Directions: Rewrite the lines below so that "pointer" becomes "marker" everywhere and everything else stays the same, and leave the pictures out.

Entries:
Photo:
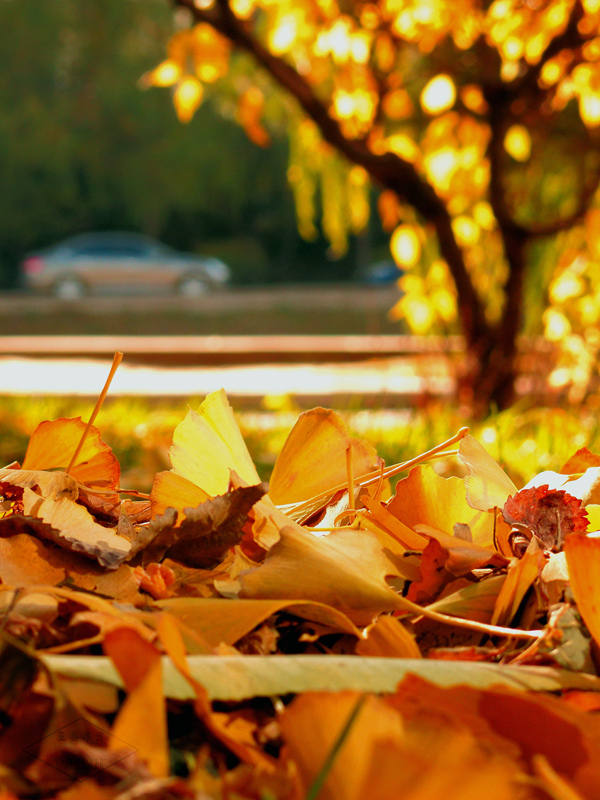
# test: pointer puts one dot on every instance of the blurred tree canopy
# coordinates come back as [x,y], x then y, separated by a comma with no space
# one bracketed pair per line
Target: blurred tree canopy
[478,122]
[84,148]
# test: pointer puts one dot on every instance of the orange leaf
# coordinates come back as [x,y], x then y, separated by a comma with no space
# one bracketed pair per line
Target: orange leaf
[580,461]
[218,620]
[583,560]
[53,443]
[515,723]
[521,574]
[346,570]
[142,720]
[426,498]
[313,458]
[388,637]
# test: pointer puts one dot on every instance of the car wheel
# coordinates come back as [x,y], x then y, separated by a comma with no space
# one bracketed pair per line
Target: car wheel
[192,286]
[69,288]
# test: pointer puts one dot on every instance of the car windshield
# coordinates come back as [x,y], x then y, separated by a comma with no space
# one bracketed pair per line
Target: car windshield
[110,250]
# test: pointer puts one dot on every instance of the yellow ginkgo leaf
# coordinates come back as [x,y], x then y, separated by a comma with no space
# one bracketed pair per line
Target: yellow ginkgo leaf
[313,458]
[425,498]
[208,444]
[487,485]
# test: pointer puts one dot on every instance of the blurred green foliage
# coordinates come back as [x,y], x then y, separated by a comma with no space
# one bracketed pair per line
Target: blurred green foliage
[524,440]
[84,148]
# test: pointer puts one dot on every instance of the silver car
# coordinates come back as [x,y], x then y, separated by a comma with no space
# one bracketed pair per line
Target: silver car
[95,261]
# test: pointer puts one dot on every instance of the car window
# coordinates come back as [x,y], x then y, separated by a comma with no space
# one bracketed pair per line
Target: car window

Reply:
Photo:
# test: marker puts one dot on every instance of the blurred tree canopy
# coordinates come back as [x,y], x then y, separated by a comma with no space
# one bracketed pair per line
Target: blurred tree canopy
[478,122]
[84,148]
# test: marker puts one dot on every instance of the orange leaf
# coordinates come back as [x,y], x then y, separated by a comma with no space
# one bracketed pair per line
Target: orange leaf
[580,461]
[218,620]
[583,560]
[53,443]
[515,723]
[521,574]
[346,570]
[142,720]
[426,498]
[313,458]
[388,637]
# test: marker puts one dot on every instance of the car wheel
# coordinates come back as [x,y], x then y, separated by a comma with no space
# one bracketed pair per line
Target: car wheel
[192,286]
[69,288]
# test: marker puts one dot on every instance of the car windshield
# coordinates come back as [x,y], x then y, separated by a comma with no space
# one bracketed pair per line
Target: car windshield
[110,250]
# test: marker puts one dot on every instance of the yellow ginkgo leaf
# coordinates come back as [x,y], x then y, separated by a comma with no space
# one bracketed pair per line
Target: yellow ginkgo leaf
[313,458]
[425,498]
[208,444]
[487,485]
# test: marker puts one dot on every instance of the blurred green foliage
# coordinates come back as [x,y], x then y, separated by a comma with no space
# one bracketed pair per line
Target: blurred green foliage
[524,440]
[84,148]
# test: marker puts one dot on every instance of the silver car
# coordinates come back as [x,y], x then y, separated by a comma with no space
# one bracketed pair per line
Target: silver car
[95,261]
# test: marker puts one dot on every instance of the car window
# coordinates come back as [x,y], x then y, separated by a comma with no space
# one bracketed pair per line
Target: car window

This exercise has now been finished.